Saved data entries
┏━━

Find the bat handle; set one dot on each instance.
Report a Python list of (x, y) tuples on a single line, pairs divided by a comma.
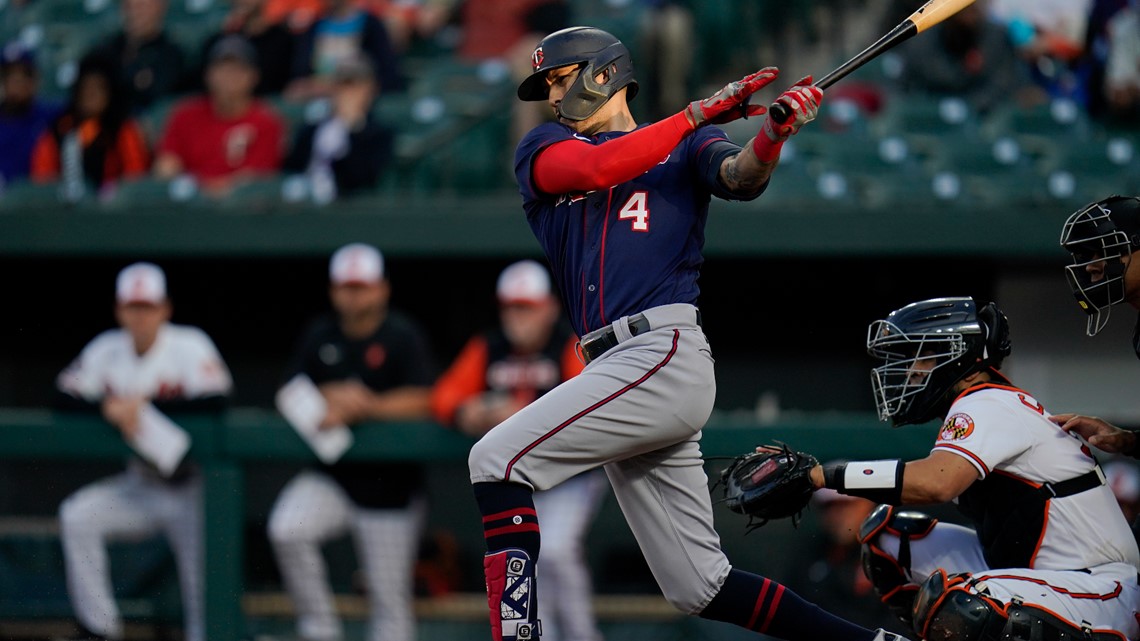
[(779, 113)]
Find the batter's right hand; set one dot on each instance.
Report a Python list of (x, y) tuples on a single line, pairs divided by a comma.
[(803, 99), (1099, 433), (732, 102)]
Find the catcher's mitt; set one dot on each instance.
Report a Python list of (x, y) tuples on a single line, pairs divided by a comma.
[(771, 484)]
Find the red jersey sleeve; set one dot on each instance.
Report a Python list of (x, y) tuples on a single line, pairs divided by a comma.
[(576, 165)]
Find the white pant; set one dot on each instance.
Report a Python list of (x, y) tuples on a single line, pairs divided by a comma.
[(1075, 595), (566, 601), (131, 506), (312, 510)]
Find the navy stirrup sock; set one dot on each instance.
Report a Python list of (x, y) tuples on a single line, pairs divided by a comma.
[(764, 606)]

┗━━
┏━━

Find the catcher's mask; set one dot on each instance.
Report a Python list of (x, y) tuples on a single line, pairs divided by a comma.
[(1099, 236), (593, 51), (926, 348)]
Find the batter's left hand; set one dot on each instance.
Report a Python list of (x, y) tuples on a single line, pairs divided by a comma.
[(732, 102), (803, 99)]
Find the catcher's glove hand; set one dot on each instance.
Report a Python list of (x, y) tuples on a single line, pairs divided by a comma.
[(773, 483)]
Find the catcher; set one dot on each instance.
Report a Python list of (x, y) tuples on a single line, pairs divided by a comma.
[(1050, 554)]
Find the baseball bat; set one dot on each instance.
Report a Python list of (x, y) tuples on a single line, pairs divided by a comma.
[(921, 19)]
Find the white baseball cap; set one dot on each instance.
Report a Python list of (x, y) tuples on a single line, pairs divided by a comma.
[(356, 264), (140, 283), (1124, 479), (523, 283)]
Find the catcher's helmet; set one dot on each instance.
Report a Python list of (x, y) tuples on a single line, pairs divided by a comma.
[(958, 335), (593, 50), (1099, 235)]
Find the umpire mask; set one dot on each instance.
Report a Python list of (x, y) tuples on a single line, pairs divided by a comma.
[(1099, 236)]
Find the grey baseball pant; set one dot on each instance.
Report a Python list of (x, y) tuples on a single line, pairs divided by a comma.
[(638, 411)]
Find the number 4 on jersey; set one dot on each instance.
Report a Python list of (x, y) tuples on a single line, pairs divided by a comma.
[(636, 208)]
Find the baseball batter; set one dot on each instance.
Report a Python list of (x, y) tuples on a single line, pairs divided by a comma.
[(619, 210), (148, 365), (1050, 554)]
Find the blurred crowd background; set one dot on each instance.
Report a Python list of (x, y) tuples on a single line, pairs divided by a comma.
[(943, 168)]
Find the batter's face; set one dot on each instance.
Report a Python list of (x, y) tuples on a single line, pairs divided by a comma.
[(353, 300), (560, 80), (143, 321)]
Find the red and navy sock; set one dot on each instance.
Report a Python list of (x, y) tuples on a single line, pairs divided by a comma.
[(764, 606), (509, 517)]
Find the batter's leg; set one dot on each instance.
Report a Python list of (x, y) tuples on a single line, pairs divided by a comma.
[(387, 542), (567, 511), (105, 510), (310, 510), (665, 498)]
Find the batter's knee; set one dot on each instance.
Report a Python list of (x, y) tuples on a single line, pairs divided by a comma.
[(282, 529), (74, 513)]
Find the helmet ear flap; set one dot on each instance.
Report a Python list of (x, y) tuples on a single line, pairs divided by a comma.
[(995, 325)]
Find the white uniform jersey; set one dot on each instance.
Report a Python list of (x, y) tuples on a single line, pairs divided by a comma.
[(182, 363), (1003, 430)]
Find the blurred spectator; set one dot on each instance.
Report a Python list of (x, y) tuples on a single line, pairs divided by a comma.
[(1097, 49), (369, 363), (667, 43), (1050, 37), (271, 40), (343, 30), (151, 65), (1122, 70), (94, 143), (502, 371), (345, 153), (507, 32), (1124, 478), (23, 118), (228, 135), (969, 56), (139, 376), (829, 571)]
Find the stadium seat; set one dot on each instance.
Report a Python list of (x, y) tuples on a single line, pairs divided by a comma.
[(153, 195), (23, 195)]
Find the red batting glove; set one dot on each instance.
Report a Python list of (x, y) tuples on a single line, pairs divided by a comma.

┗━━
┏━━

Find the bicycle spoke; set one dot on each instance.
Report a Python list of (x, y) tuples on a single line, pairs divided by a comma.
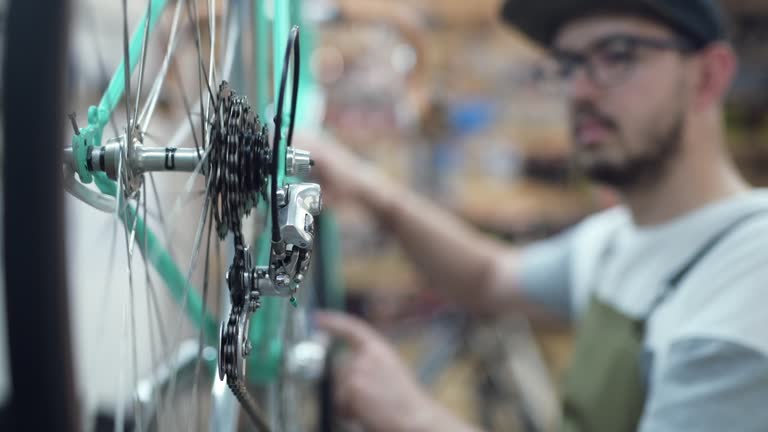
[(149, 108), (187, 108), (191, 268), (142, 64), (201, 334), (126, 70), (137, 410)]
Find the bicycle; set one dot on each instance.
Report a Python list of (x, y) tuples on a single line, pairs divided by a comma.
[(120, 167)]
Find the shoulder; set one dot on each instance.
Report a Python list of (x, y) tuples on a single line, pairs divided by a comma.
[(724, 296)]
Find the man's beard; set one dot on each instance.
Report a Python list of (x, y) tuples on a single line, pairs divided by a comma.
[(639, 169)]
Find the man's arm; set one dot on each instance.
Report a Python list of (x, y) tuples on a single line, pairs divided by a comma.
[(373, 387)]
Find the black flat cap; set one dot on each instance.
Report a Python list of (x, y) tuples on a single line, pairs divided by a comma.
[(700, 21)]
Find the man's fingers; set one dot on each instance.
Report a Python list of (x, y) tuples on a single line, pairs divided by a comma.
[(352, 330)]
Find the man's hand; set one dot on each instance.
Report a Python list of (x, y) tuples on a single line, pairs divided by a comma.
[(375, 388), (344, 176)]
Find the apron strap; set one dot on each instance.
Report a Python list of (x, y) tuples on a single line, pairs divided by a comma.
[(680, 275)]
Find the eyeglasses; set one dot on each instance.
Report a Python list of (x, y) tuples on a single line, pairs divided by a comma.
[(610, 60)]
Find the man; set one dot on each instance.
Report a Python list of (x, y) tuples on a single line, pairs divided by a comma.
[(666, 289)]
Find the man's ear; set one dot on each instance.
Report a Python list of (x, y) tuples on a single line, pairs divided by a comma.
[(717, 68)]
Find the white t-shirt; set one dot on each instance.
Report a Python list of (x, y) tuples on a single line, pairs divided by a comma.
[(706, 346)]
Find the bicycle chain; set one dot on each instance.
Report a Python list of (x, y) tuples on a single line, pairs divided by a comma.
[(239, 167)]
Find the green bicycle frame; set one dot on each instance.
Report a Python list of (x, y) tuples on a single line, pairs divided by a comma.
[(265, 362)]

┗━━

ACTIVITY: Bring together all lines of the entries above in which the string "mask" occurs.

SOLUTION TO THIS TASK:
Find the catcher's mask; set one dot on each instance.
Find the umpire mask; set one dot on each instance.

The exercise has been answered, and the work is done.